● **SET PROBLEM**: Can you render every item below as a two-column CSV with the header "text" and "answer", one row per item? Put each field in double quotes, turn line breaks into spaces, and leave the pictures out.

● **THE DATA**:
** START **
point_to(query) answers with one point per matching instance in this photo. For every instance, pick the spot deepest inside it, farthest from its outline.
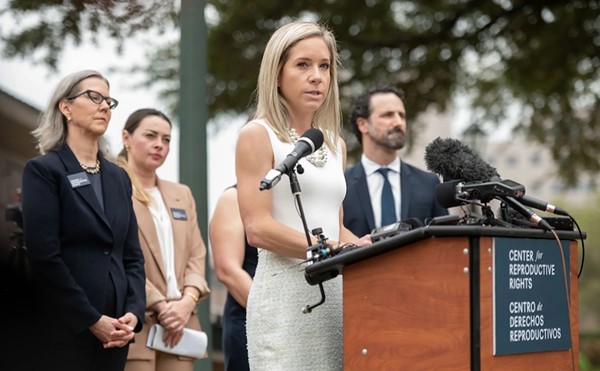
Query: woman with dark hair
(173, 249)
(81, 236)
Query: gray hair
(52, 124)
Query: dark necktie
(388, 205)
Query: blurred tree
(538, 57)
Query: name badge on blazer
(78, 180)
(178, 214)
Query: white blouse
(164, 231)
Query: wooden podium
(423, 300)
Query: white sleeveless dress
(280, 336)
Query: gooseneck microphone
(309, 142)
(455, 161)
(542, 205)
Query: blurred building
(514, 158)
(17, 119)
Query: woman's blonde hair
(272, 107)
(52, 124)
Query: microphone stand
(295, 187)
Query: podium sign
(530, 309)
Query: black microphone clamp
(321, 250)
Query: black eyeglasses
(97, 98)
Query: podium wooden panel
(411, 308)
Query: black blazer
(74, 244)
(417, 198)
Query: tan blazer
(189, 256)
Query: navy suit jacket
(417, 198)
(74, 244)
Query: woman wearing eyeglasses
(81, 236)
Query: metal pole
(193, 113)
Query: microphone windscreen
(453, 160)
(445, 194)
(315, 136)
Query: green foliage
(538, 57)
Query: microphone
(453, 192)
(309, 142)
(455, 161)
(527, 213)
** END **
● **SOLUTION TO THIS TASK**:
text,answer
"point_to(query) answers with one point per matching instance in this photo. For every instance, pick the spot deepest inside it, farthest from its outline. Query: woman with dark hair","(173, 249) (81, 236)"
"Query: gray hair","(52, 124)"
"Query: dark necktie","(388, 205)"
"Query: blurred tree","(538, 57)"
"Query: name badge on blazer","(78, 180) (178, 214)"
"Query: white blouse","(164, 231)"
"Query: wooden podium","(423, 300)"
"Query: white sleeveless dress","(280, 336)"
"Query: gooseneck microphone","(309, 142) (455, 161) (542, 205)"
"Query: blurred building","(514, 158) (17, 119)"
"Query: woman's blonde hair","(272, 107) (52, 124)"
"Query: microphone stand","(295, 187)"
"Query: podium sign","(530, 309)"
"Query: black microphone clamp","(321, 250)"
"Query: black eyeglasses","(97, 98)"
"Query: podium wooden panel","(411, 308)"
"Query: black blazer","(74, 244) (417, 198)"
"Query: tan blazer","(189, 256)"
"Query: navy suit jacket","(417, 198) (74, 244)"
"Query: woman wearing eyeglasses","(81, 236)"
"Query: metal pole","(193, 113)"
"Query: microphone windscreen","(453, 160) (445, 194) (315, 136)"
"Query: green foliage","(538, 57)"
"Query: microphone","(453, 192) (309, 142) (455, 161) (527, 213)"